■ Source extract
***

These are the key concepts you need to understand to accurately answer the question.

Projectile Motion
Projectile motion is a type of motion experienced by an object that is launched into the air with an initial velocity and then influenced only by gravity, ignoring air resistance. In this exercise, the block and clay fall under projectile motion once they travel horizontally off the table.

When analyzing projectile motion, it's crucial to separate the motion into vertical and horizontal components, as they are independent of each other.
  • The horizontal component involves the speed the object travels parallel to the ground. Here, the block and clay's horizontal velocity is the result from the collision.
  • The vertical component is controlled by gravity, dictating how long an object takes to fall a certain height, like the 2.20 m drop in this example.
Since the horizontal and vertical motions don't affect each other, the block and clay travel horizontally at a constant speed determined by the post-collision speed, while accelerating downward due to gravity until they reach the ground.
Frictionless Surface
A frictionless surface is a hypothetical surface where there is no resistance to sliding motion. This concept allows us to ignore the effects of friction which normally oppose motion. When considering the collision between the clay blob and the wooden block, the frictionless assumption greatly simplifies the analysis.

***

■ Tasks to perform
1. Summarize the physics passage in two sentences.
2. According to the physics passage, how far do the block and clay drop?
3. List every physical object or surface the physics passage names as part of the exercise it discusses.
Answer using only the physics passage.

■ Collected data
***

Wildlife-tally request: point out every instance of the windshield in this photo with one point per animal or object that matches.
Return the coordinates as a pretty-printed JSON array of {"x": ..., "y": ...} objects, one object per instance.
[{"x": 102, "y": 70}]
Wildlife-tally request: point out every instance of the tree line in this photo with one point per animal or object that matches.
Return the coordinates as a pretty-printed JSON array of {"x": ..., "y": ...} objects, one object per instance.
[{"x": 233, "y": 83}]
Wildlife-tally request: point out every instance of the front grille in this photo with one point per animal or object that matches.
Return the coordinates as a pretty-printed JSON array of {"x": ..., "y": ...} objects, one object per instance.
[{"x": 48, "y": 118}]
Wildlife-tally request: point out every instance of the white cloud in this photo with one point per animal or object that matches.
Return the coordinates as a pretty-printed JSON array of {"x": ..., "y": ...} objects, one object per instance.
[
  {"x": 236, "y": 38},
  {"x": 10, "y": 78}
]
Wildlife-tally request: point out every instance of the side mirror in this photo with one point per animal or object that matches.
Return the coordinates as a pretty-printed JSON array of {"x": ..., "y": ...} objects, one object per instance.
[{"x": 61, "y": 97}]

***

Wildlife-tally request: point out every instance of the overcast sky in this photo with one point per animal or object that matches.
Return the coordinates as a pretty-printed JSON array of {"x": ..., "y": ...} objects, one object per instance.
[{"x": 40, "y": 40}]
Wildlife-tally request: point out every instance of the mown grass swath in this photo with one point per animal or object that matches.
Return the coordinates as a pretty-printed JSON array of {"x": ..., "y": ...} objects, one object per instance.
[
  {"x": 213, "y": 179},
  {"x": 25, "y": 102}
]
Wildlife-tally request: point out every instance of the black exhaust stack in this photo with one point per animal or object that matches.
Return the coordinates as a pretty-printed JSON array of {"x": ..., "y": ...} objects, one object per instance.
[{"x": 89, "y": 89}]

***

■ Completed exercise
1. Projectile motion is the motion of an object launched with an initial velocity and then acted on only by gravity, and it is analyzed by splitting it into independent horizontal and vertical components. In the exercise, the block and clay leave the table moving horizontally at a constant post-collision speed while gravity pulls them down, and a frictionless surface is assumed to simplify the analysis of the collision.

2. They drop 2.20 m.

3.
- The wooden block
- The clay blob
- The table
- The ground